Task objective:
Nothing is to be left out; print all the entries exactly.

Records supplied:

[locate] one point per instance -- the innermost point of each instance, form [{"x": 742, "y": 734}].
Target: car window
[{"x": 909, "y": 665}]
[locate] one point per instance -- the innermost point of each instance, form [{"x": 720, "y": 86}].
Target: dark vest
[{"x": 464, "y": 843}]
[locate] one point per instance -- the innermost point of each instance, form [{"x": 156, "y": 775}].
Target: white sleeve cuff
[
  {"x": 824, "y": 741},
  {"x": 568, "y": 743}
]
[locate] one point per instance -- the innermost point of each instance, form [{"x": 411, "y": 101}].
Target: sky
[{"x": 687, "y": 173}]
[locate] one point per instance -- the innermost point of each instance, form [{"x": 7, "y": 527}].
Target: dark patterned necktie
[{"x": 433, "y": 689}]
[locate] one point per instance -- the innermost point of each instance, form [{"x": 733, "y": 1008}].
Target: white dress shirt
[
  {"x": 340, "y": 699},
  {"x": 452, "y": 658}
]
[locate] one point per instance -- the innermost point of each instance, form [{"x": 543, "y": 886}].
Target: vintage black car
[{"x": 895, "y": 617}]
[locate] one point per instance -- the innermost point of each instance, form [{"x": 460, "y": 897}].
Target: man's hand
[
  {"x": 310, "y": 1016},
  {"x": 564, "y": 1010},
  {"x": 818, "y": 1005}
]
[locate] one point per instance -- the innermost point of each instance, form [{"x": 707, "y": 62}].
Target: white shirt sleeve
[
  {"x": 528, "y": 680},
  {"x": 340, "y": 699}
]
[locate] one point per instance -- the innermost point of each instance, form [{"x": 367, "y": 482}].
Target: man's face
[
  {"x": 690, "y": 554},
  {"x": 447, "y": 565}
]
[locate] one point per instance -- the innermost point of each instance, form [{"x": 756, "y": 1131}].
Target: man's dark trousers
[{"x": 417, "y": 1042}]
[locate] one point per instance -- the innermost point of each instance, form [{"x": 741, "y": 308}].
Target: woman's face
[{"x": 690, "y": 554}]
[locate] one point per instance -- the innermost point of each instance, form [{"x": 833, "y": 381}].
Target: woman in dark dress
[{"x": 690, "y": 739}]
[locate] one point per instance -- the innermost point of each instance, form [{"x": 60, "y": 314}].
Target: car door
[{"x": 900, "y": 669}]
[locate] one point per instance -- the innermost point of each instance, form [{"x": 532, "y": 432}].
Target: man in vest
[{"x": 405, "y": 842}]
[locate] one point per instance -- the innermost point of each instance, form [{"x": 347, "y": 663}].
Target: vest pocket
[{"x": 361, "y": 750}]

Response below:
[locate] one point per instance -- the innermost point of each instance, form [{"x": 742, "y": 734}].
Target: car window
[{"x": 909, "y": 665}]
[locate] one point per instance -- the innermost point of each instance, form [{"x": 720, "y": 86}].
Target: dark vest
[{"x": 464, "y": 843}]
[locate] one point per instance -- the innermost point of each instance, form [{"x": 156, "y": 775}].
Target: white sleeve cuff
[
  {"x": 824, "y": 741},
  {"x": 568, "y": 743}
]
[locate] one point per instance -- the innermost point of each instance, form [{"x": 411, "y": 101}].
Target: sky
[{"x": 687, "y": 173}]
[locate] one point per instance -- the innermost point of each instance, form [{"x": 7, "y": 527}].
Target: dark patterned necktie
[{"x": 433, "y": 689}]
[locate] one point per instance -- the innermost point of each instance, form [{"x": 733, "y": 1008}].
Target: white dress shirt
[
  {"x": 340, "y": 699},
  {"x": 452, "y": 658}
]
[locate] one point per instance -- the innermost point of each instance, form [{"x": 543, "y": 886}].
Target: vintage black car
[{"x": 895, "y": 617}]
[locate] one point per instance -- the innermost point of each instance, form [{"x": 460, "y": 897}].
Target: man's hand
[
  {"x": 310, "y": 1016},
  {"x": 564, "y": 1010},
  {"x": 818, "y": 1005}
]
[locate] one point per instance -- the innermost point of each instance, form [{"x": 707, "y": 62}].
Target: white shirt sleeve
[
  {"x": 528, "y": 680},
  {"x": 340, "y": 699}
]
[locate] one point per instance -- the innermost point of each instance, form [{"x": 367, "y": 482}].
Target: man's face
[
  {"x": 690, "y": 554},
  {"x": 447, "y": 565}
]
[locate] one point per instance -- the innermost point of each instance, form [{"x": 756, "y": 1131}].
Target: man's dark trousers
[{"x": 417, "y": 1042}]
[locate] one point per instance -- the innermost point of each instance, form [{"x": 741, "y": 308}].
Target: woman's face
[{"x": 690, "y": 554}]
[locate] one point per instance -- the innermost point of each instance, form [{"x": 833, "y": 381}].
Target: woman in dark dress
[{"x": 690, "y": 739}]
[locate] one point per instance -- the innermost point of each instance, form [{"x": 60, "y": 314}].
Target: car door
[{"x": 900, "y": 669}]
[locate] one point per instance -- the innermost point of each instance, form [{"x": 532, "y": 432}].
Target: man in vest
[{"x": 405, "y": 842}]
[locate] one point per instance -- the innermost point of each instance, form [{"x": 347, "y": 663}].
Target: vest pocket
[{"x": 361, "y": 750}]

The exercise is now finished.